Rewrite every item with "cable clamp" swapped for "pipe clamp" and the rest unchanged, leaving out the pictures.

---------- Input records ----------

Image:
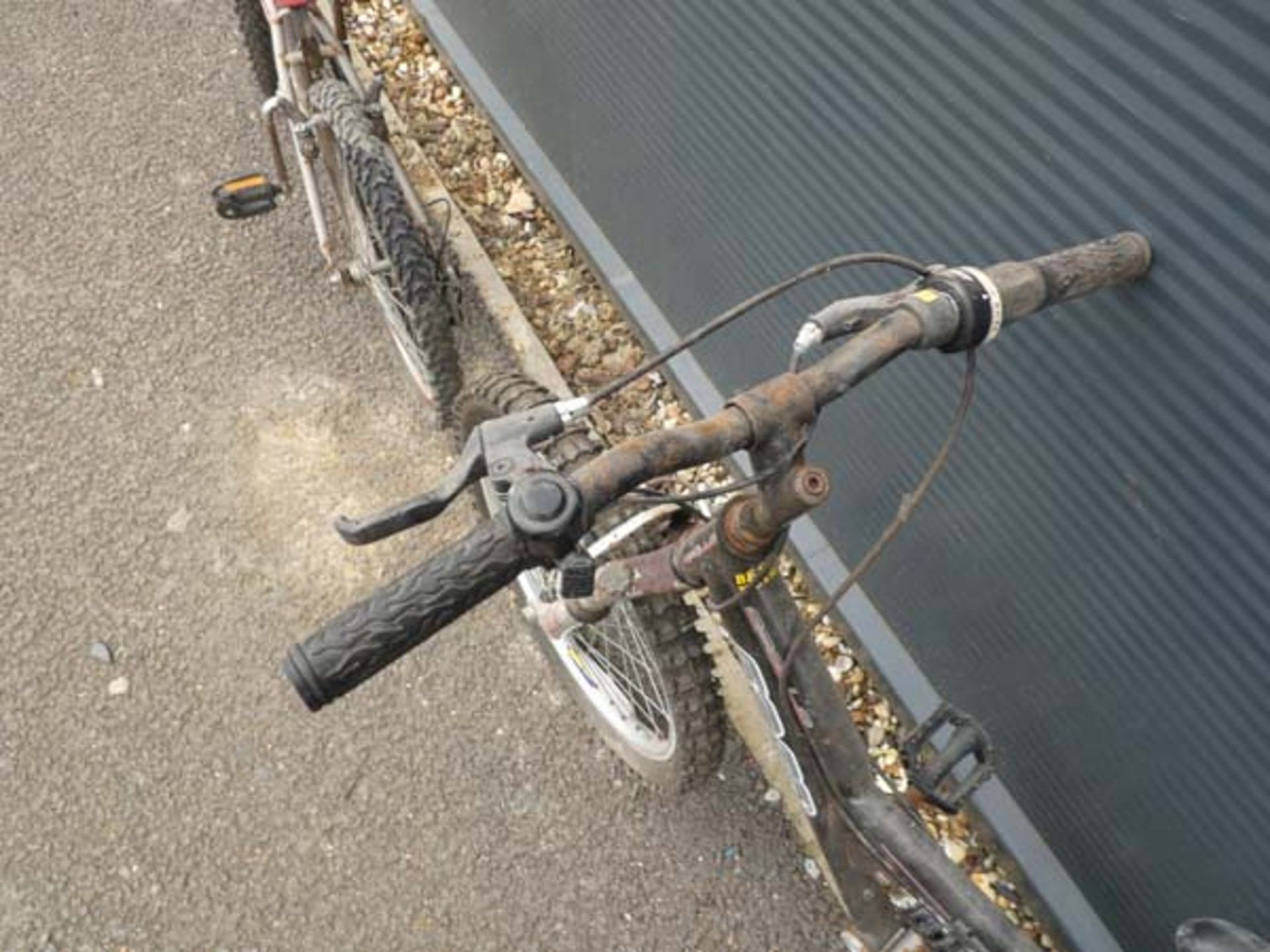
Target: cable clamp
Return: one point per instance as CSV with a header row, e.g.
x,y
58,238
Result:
x,y
996,310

----------

#### Solution to this exercise:
Image:
Target: pipe clamp
Return: one point per instance as CSV with a header row, e.g.
x,y
58,238
Result:
x,y
996,310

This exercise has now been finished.